*Challenge a*
Transcribe the part of the sherry passage that begins with "Wine aficionados opine" and ends with "of Spanish appetizers)".

*Text to read*
— START —
Wine aficionados opine that to cherish the real character and blossoming taste of this wonderfully idiosyncratic wine; it’s essential to serve it with the right kind of savory food.

3 Types Of Sherries To Try.

“If it swims, serve Fino; if it flies, serve Amontillado; if it runs, serve Oloroso”

Jeremy Rockett, Marketing Director of González Byass – Spain’s most well-known sherry bodegas.

FINO

Fino in the Spanish language means refined. It is traditionally the driest and also the palest type of Sherry. It is consumed soon after the bottle is opened because air can cause them to lose their characteristic flavor in a matter of hours.

It is said by wine aficionados that no wine blends that well with savory food than a properly aged Fino Sherry. For that very reason, an ice-cold Fino is a natural companion of Tapas (wide variety of Spanish appetizers)

That’s why the cuisines and wines of Andalucía have developed a very close bond over the centuries.
— END —
*Listing*
— START —
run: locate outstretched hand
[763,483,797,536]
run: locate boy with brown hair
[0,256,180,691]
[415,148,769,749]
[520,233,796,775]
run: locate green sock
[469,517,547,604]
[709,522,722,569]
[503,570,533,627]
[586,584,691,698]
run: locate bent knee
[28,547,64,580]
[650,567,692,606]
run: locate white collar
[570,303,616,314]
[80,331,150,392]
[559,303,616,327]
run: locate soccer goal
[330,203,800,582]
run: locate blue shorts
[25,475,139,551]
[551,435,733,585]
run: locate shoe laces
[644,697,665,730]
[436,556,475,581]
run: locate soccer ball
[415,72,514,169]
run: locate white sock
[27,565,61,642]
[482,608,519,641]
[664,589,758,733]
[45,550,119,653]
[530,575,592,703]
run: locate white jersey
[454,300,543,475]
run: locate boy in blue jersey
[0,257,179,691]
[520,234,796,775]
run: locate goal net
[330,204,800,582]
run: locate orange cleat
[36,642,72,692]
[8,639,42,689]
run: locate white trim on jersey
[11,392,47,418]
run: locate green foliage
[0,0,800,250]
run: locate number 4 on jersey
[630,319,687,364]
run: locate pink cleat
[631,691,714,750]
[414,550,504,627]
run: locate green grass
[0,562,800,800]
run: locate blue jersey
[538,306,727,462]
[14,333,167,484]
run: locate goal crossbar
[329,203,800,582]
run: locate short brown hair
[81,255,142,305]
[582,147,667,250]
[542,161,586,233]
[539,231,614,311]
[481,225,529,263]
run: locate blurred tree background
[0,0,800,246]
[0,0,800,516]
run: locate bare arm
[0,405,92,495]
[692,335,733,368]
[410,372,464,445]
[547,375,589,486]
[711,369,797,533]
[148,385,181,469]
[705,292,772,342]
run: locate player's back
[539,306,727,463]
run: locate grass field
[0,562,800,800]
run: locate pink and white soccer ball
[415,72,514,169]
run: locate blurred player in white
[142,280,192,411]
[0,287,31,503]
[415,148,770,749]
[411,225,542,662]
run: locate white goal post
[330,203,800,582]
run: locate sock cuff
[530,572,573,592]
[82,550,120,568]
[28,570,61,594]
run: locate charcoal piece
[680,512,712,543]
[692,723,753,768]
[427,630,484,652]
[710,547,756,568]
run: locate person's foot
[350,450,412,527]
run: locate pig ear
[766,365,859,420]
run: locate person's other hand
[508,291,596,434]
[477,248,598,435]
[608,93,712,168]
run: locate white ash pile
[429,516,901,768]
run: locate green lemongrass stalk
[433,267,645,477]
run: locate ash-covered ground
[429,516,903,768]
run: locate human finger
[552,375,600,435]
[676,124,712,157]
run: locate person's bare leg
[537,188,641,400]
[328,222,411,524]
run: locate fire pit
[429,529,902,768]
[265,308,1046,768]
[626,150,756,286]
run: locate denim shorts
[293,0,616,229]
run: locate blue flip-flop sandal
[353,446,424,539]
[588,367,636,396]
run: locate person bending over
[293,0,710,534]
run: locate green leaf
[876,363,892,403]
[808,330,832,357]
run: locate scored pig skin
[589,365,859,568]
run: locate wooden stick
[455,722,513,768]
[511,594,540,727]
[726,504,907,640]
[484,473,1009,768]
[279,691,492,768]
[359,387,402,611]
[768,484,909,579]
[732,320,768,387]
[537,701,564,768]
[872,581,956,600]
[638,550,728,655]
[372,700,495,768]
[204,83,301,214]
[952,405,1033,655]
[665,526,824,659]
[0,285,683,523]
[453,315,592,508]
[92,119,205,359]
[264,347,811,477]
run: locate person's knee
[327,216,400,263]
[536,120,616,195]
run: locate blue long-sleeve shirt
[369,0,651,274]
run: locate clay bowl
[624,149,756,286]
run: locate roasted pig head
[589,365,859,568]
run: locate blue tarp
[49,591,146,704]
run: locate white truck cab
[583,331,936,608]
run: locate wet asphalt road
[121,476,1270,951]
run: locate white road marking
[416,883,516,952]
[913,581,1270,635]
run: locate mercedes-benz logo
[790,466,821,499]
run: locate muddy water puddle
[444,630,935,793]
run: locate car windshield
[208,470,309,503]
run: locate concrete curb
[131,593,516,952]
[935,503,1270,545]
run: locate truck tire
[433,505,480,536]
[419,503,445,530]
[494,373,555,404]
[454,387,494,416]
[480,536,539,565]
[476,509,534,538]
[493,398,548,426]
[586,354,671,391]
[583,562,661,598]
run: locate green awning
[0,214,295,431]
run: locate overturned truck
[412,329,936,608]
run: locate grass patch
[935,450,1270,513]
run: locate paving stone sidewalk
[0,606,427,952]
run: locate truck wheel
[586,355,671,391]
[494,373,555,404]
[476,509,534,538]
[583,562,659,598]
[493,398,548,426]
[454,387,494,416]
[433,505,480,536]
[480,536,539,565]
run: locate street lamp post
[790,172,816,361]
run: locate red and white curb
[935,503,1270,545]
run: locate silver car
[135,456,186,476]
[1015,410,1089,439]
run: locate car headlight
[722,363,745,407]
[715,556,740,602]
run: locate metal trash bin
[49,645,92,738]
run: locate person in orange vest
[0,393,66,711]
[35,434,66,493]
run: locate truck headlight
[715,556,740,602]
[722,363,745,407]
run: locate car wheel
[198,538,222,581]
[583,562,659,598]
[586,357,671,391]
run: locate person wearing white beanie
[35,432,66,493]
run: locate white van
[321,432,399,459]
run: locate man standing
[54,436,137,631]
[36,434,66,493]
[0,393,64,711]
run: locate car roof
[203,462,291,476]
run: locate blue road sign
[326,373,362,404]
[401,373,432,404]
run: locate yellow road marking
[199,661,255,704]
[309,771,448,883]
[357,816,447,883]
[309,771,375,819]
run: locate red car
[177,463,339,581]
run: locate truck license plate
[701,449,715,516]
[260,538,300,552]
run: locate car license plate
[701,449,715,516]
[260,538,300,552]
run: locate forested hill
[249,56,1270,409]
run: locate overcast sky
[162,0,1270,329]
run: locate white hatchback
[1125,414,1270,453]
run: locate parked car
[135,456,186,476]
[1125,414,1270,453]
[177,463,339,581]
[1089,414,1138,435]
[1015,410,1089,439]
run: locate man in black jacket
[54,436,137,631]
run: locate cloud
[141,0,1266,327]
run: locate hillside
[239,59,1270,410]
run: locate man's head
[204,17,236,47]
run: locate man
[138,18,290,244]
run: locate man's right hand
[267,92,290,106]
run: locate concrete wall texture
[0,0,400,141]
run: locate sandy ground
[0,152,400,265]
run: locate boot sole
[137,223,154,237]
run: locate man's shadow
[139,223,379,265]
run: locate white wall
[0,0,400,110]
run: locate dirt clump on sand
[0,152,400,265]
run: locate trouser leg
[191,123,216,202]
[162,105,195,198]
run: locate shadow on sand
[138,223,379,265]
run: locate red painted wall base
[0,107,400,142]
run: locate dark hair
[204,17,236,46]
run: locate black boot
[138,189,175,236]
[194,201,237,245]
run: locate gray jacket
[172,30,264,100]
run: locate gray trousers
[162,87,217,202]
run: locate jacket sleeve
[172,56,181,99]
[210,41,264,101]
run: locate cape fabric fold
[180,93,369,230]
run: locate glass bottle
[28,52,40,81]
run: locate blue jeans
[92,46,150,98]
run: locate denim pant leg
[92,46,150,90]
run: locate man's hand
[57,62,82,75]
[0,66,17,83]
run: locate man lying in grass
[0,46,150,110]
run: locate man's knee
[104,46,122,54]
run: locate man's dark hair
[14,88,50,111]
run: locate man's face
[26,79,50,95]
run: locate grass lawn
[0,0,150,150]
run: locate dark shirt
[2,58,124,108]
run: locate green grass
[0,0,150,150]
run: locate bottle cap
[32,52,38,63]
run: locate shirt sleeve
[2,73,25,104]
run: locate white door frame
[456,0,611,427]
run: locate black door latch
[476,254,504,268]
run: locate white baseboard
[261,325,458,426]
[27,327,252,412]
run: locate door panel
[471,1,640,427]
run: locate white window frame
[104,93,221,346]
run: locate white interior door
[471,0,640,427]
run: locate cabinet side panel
— END —
*Challenge b*
Restate word for word the lines of the listing from the line containing "run: locate green sock" through the line containing "[551,435,733,585]".

*Exercise result a*
Wine aficionados opine that to cherish the real character and blossoming taste of this wonderfully idiosyncratic wine; it’s essential to serve it with the right kind of savory food.

3 Types Of Sherries To Try.

“If it swims, serve Fino; if it flies, serve Amontillado; if it runs, serve Oloroso”

Jeremy Rockett, Marketing Director of González Byass – Spain’s most well-known sherry bodegas.

FINO

Fino in the Spanish language means refined. It is traditionally the driest and also the palest type of Sherry. It is consumed soon after the bottle is opened because air can cause them to lose their characteristic flavor in a matter of hours.

It is said by wine aficionados that no wine blends that well with savory food than a properly aged Fino Sherry. For that very reason, an ice-cold Fino is a natural companion of Tapas (wide variety of Spanish appetizers)

*Exercise result b*
run: locate green sock
[469,517,547,604]
[709,522,722,569]
[503,570,533,627]
[586,584,691,698]
run: locate bent knee
[28,547,64,580]
[650,567,692,606]
run: locate white collar
[570,303,616,314]
[80,331,150,392]
[559,303,616,327]
run: locate soccer goal
[330,203,800,582]
run: locate blue shorts
[25,475,139,551]
[551,435,733,585]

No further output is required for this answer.